DIRECTIONS: Which lines in the listing below contain the word "white"? Select each of them and copy it out.

Detection listing
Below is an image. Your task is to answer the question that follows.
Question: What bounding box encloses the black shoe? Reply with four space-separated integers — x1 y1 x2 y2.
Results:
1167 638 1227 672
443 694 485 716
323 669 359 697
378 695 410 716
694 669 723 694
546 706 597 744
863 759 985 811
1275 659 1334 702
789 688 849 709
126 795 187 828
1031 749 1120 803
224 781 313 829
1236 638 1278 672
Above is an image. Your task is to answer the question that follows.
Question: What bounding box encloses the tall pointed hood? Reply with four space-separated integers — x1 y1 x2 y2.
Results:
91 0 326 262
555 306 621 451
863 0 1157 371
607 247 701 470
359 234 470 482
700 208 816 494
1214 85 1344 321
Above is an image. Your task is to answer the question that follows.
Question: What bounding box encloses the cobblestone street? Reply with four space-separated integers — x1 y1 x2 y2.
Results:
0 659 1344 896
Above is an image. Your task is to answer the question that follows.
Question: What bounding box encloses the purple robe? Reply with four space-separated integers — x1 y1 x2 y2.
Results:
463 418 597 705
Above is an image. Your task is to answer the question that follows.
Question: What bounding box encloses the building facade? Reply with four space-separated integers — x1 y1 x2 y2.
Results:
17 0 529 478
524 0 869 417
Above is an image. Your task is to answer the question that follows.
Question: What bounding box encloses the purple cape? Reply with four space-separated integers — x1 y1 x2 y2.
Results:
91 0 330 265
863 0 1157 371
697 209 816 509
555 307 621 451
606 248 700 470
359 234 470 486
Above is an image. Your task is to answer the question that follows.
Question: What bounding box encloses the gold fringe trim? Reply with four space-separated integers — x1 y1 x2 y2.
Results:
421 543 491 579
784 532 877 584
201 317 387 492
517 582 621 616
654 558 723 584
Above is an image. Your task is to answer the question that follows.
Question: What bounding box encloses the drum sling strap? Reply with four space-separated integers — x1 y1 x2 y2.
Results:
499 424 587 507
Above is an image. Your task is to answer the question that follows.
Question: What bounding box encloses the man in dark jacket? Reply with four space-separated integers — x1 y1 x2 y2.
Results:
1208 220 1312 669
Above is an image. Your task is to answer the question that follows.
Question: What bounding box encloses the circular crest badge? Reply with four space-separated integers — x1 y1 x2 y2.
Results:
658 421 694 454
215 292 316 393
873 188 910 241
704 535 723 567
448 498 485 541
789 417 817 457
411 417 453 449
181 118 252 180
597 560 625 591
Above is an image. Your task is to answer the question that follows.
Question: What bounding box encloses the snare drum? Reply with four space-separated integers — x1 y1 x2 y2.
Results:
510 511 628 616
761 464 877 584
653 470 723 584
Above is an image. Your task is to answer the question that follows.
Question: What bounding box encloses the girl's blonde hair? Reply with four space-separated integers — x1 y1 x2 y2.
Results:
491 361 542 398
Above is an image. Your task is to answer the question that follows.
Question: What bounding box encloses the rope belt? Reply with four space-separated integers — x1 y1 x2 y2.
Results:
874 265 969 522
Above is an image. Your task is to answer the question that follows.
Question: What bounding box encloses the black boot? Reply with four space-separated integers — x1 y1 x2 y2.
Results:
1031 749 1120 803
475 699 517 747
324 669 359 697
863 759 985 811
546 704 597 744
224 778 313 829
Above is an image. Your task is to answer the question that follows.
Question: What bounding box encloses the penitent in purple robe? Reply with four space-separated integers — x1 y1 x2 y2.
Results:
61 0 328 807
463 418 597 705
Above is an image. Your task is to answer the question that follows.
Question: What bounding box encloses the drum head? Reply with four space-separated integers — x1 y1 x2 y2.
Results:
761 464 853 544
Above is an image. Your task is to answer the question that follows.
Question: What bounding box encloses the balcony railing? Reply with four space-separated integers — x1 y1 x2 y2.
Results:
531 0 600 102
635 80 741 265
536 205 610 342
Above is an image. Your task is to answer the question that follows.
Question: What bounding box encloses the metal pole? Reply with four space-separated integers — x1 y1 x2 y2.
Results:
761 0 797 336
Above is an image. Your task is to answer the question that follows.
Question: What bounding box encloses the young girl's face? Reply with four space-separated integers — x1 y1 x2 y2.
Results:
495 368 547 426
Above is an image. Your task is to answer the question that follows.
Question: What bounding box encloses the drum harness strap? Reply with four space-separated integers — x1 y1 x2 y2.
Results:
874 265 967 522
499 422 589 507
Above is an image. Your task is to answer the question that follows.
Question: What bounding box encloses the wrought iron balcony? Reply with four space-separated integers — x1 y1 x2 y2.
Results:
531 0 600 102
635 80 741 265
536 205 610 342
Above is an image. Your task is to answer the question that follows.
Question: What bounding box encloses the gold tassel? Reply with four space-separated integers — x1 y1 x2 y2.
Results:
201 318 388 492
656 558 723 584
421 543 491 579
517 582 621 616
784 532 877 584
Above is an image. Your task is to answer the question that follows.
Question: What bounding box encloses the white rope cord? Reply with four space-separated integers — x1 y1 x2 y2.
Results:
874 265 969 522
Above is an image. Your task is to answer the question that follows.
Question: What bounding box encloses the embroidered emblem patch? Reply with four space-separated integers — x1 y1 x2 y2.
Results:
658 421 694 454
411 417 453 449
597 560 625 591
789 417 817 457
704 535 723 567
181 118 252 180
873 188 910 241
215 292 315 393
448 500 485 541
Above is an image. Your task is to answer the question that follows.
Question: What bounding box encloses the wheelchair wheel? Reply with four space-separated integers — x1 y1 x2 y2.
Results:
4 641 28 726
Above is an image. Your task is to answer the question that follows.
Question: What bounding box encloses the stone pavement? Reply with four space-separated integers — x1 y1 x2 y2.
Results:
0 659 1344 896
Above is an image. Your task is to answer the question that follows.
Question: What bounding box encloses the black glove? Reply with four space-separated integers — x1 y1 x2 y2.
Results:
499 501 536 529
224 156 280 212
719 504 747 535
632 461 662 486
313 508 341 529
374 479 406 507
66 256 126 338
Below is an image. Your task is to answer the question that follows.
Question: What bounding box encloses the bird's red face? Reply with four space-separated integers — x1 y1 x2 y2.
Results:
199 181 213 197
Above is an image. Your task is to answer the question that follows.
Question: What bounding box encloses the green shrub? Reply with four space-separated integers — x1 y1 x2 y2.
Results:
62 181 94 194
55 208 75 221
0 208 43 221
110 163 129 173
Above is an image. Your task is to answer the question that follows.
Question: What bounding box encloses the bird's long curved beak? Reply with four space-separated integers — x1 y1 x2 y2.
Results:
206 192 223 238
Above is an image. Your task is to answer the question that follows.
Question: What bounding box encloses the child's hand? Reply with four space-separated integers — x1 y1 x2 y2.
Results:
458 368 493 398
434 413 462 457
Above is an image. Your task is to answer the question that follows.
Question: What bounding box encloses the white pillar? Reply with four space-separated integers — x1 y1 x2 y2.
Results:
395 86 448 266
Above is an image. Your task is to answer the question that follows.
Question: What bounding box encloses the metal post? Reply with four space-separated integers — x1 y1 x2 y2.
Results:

FINISHED TASK:
Question: What bounding box encloses the white rope cord? Reply with four space-separated integers — x1 y1 x2 y2.
Question: What bounding box encloses the white pillar? Reply with four space-separated integers — x1 y1 x2 y2.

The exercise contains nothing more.